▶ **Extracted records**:
#####

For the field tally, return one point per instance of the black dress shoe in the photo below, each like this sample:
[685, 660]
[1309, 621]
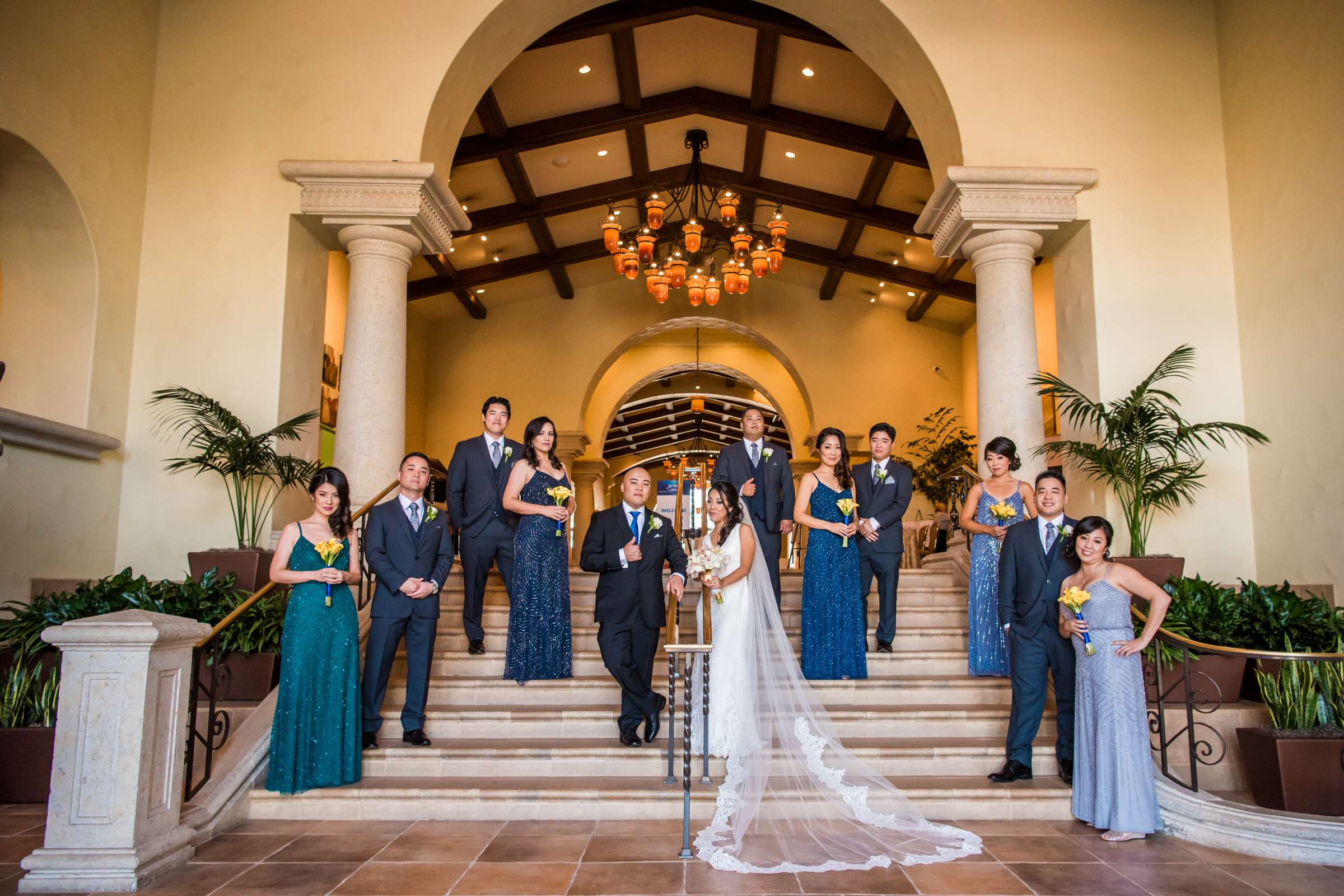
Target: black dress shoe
[1014, 770]
[652, 726]
[416, 738]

#####

▶ **Task instructions**:
Nothing but the records themselves, exact and complete, should be returned; leave the pictures out.

▶ **Finished exercise**:
For the field tally, return one point per instance of the black dress shoe in the photo below, each like this sample:
[685, 660]
[1309, 621]
Target: black dress shoe
[1014, 770]
[652, 726]
[416, 738]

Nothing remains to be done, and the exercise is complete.